→ Your objective
Reproduce each of the lines below word for word, and leave any pictures out of your answer.
----- Supplied entries -----
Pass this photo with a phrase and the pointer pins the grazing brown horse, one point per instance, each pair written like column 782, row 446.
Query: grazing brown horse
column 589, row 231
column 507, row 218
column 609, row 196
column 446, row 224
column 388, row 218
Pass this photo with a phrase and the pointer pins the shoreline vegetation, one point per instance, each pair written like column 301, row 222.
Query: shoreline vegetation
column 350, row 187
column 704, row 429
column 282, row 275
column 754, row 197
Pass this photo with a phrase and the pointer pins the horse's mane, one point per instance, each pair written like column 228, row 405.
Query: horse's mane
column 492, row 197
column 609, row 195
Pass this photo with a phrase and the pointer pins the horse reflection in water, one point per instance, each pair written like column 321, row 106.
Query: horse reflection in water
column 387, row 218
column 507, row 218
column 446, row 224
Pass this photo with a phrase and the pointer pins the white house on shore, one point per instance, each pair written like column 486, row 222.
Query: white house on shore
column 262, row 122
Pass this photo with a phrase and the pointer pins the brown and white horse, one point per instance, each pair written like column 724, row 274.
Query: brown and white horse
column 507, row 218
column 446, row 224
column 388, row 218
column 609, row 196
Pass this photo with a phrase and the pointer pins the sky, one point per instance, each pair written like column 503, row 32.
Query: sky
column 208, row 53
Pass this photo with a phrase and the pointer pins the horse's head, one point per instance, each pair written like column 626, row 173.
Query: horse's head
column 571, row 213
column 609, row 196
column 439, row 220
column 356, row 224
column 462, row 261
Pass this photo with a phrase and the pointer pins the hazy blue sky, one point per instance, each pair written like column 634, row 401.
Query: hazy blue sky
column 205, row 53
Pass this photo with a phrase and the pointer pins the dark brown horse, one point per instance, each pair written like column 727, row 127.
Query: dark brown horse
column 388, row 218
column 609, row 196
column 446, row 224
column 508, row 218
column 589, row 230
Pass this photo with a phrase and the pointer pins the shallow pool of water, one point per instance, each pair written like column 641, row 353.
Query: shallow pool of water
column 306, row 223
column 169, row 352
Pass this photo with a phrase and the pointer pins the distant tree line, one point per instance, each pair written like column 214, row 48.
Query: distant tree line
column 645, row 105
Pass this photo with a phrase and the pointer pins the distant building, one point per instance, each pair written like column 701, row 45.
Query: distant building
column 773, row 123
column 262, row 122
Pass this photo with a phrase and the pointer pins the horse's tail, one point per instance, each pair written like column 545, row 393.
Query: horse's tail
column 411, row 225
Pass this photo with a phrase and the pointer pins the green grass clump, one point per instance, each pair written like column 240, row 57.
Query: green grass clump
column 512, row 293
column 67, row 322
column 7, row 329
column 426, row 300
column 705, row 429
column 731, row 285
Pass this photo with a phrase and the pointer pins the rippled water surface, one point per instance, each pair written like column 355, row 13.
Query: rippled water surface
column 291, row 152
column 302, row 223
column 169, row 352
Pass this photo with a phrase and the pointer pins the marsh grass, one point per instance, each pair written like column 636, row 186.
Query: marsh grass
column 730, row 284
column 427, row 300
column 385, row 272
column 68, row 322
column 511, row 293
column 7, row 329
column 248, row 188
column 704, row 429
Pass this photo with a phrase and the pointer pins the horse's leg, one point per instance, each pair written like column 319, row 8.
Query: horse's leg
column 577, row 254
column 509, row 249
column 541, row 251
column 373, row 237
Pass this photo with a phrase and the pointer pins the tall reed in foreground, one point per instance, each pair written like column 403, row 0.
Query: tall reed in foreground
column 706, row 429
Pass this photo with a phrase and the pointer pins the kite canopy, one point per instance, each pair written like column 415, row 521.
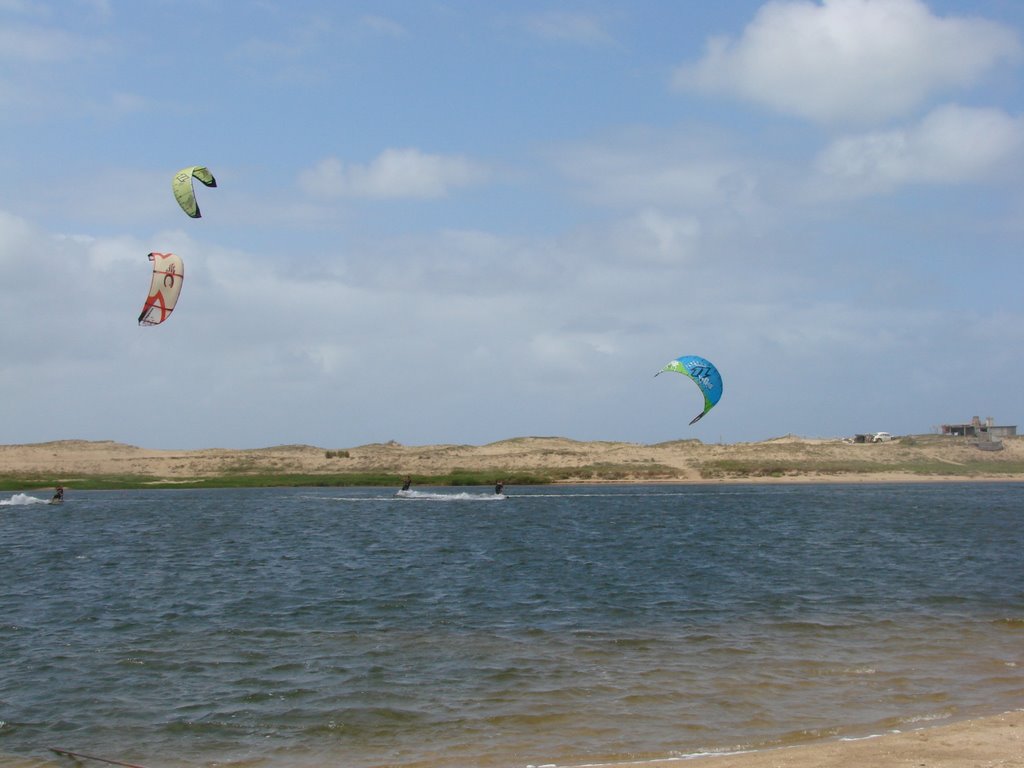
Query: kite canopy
column 704, row 374
column 184, row 192
column 168, row 274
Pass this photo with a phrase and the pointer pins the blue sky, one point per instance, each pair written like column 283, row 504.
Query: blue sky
column 463, row 221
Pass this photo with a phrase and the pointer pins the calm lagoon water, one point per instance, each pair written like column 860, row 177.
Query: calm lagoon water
column 561, row 626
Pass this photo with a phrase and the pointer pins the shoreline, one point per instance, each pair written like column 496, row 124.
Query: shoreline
column 988, row 741
column 516, row 461
column 991, row 741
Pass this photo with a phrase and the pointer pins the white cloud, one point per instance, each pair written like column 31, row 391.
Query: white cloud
column 41, row 44
column 578, row 28
column 383, row 26
column 849, row 60
column 952, row 144
column 400, row 173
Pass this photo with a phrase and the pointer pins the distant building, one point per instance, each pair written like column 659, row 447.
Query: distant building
column 978, row 429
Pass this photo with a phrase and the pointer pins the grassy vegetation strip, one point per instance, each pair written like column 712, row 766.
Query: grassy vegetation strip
column 780, row 468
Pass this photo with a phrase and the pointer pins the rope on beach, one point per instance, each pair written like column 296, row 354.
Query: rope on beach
column 80, row 756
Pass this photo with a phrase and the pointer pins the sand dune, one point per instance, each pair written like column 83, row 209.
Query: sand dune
column 783, row 459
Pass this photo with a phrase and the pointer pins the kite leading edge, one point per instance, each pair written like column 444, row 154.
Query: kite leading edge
column 168, row 274
column 184, row 192
column 704, row 374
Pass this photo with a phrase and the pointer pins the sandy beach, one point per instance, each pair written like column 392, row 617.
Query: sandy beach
column 987, row 742
column 784, row 459
column 995, row 741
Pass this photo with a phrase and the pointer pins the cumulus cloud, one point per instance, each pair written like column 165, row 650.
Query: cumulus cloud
column 952, row 144
column 400, row 173
column 849, row 60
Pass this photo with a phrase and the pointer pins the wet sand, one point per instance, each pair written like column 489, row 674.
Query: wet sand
column 987, row 742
-----
→ Correct response
Pass this photo with a phrase and the pointer pins the grazing brown horse, one point per instance, each pair written like column 782, row 446.
Query: grazing brown horse
column 589, row 231
column 507, row 218
column 609, row 196
column 446, row 224
column 388, row 218
Pass this photo with a phrase and the pointer pins the shoreline vegetation, one point per instance, each pair written like column 301, row 222.
Query: shoreline vegetation
column 350, row 187
column 704, row 429
column 282, row 275
column 754, row 197
Pass this photo with a phrase and the pointer pins the horse's mane, one point per instance, each pair written like column 228, row 405.
Query: horse's mane
column 492, row 197
column 609, row 195
Pass this photo with a phrase and the pointer pins the horse reflection in water, one point per instance, each pair written like column 321, row 106.
Query: horse reflection in water
column 387, row 218
column 507, row 218
column 446, row 224
Pass this photo with a phrase and the pointer pins the white house on shore, one point per instance, each pair written like column 486, row 222.
Query: white house on shore
column 262, row 122
Pass this photo with a phrase and the pointer pins the brown and white horse, one point per instance, each pair written like column 724, row 274.
Query: brown and white horse
column 507, row 218
column 446, row 224
column 388, row 218
column 609, row 196
Pass this photo with a phrase and the pointer pins the sky, one point per instance, each pair written like column 503, row 32.
Query: sky
column 208, row 53
Pass this photo with a phrase and the pointer pins the horse's head, one point per instance, each pair written like column 626, row 173.
Query: horse's head
column 571, row 213
column 609, row 196
column 439, row 220
column 356, row 224
column 462, row 261
Pass this photo with a phrase and the pointer pins the hazy blue sky, one point per instance, each pair written like column 634, row 401.
Query: hazy blue sky
column 205, row 53
Pass this photo with a phrase and the pointer pins the dark brown horse, one point per instance, each pair written like column 727, row 127.
Query: dark brown horse
column 388, row 218
column 609, row 196
column 446, row 224
column 508, row 218
column 589, row 230
Pass this photo with a phrase and the pointer pins the shallow pool of water, one point per instance, each pair written like column 641, row 353.
Query: shallow pool of water
column 306, row 223
column 169, row 352
Pass this photo with a phrase and the pointer pins the distant tree line, one point per instance, each pair written like column 214, row 48.
Query: distant tree line
column 645, row 105
Pass this photo with a phrase and the pointer pins the distant building, one point per instance, each pair written like column 701, row 45.
Query: distant building
column 773, row 123
column 262, row 122
Pass this photo with a phrase and the pointer pins the horse's tail, one point per instance, each pair written like column 545, row 393.
Query: horse's tail
column 411, row 225
Pass this photo with a phrase and the pointer pins the green grass clump, one point per instance, each pair written like column 240, row 57.
Query: green grass clump
column 512, row 293
column 67, row 322
column 7, row 329
column 426, row 300
column 705, row 429
column 731, row 285
Pass this photo with a phrase and the pointer pins the rippled water surface, one point per instance, each pair written like column 355, row 13.
Query: rippled water surface
column 291, row 152
column 302, row 223
column 169, row 352
Pass this photo with a phrase and the pointer pins the marsh grass, one point per instance, each pair written like column 636, row 186.
Query: marsh grass
column 730, row 284
column 427, row 300
column 385, row 272
column 68, row 322
column 511, row 293
column 7, row 329
column 248, row 188
column 704, row 429
Pass this photo with a phrase and the pointer pins the horse's leg, one point per instance, each pair written like column 319, row 8.
Query: horse's leg
column 577, row 254
column 509, row 249
column 541, row 251
column 373, row 237
Pass this photo with a phrase and the pointer pins the tall reed in foreground, one point per instance, each pair written like column 403, row 0.
Query: tall reed in foreground
column 706, row 429
Pass this photo with a phrase and the pointer pins the kite canopy, one point per instance, each pair written like column 415, row 521.
Query: kite canopy
column 704, row 374
column 184, row 192
column 168, row 274
Pass this photo with a phrase and the pointer pins the blue sky, one point per instance, each pair written like column 283, row 504.
Query: blue sky
column 463, row 221
Pass this photo with a phrase and the pointer pins the calm lagoon water, one point per instance, each pair written like column 860, row 177.
Query: calm lagoon water
column 561, row 626
Pass this photo with a phrase and the pointer pins the shoreline, one point per instance, each pair written like column 496, row 124.
Query: shoreline
column 988, row 741
column 516, row 461
column 991, row 741
Pass this photo with a phrase and the pointer pins the white cloud, one point per instance, each pair written like column 31, row 391.
Query: white cloud
column 41, row 44
column 578, row 28
column 383, row 26
column 849, row 60
column 952, row 144
column 400, row 173
Pass this photo with a phrase and the pointer pins the distant building, one point per instance, each pair written like column 659, row 447.
Query: distant building
column 978, row 429
Pass this photo with a phrase and the pointer pins the grassy vegetation strip, one point per instance, each pair written like column 712, row 766.
Query: grassy vegetation strip
column 780, row 468
Pass this photo with a phrase and the pointer pins the rope on beach, one point per instance, each pair written like column 296, row 354.
Query: rope on beach
column 80, row 756
Pass this photo with a phrase and the pointer pins the sand dune, one point per instance, each pair written like column 83, row 209.
Query: sand dune
column 783, row 459
Pass this photo with a phrase and the pointer pins the kite leading edge, one point per instance, each pair written like column 444, row 154.
Query: kite leading edge
column 168, row 274
column 184, row 192
column 704, row 374
Pass this photo with a phrase and the pointer pins the sandy beach, one point per instance, each pair written like column 392, row 617.
Query: sandy beach
column 987, row 742
column 784, row 459
column 995, row 741
Pass this photo with a phrase and the pointer pins the cumulus cloud, one point per instance, each pair written like column 165, row 650.
Query: cumulus cloud
column 952, row 144
column 400, row 173
column 849, row 60
Pass this photo with a phrase and the pointer pins the wet sand, one point per instance, each pair written like column 489, row 674.
Query: wet sand
column 987, row 742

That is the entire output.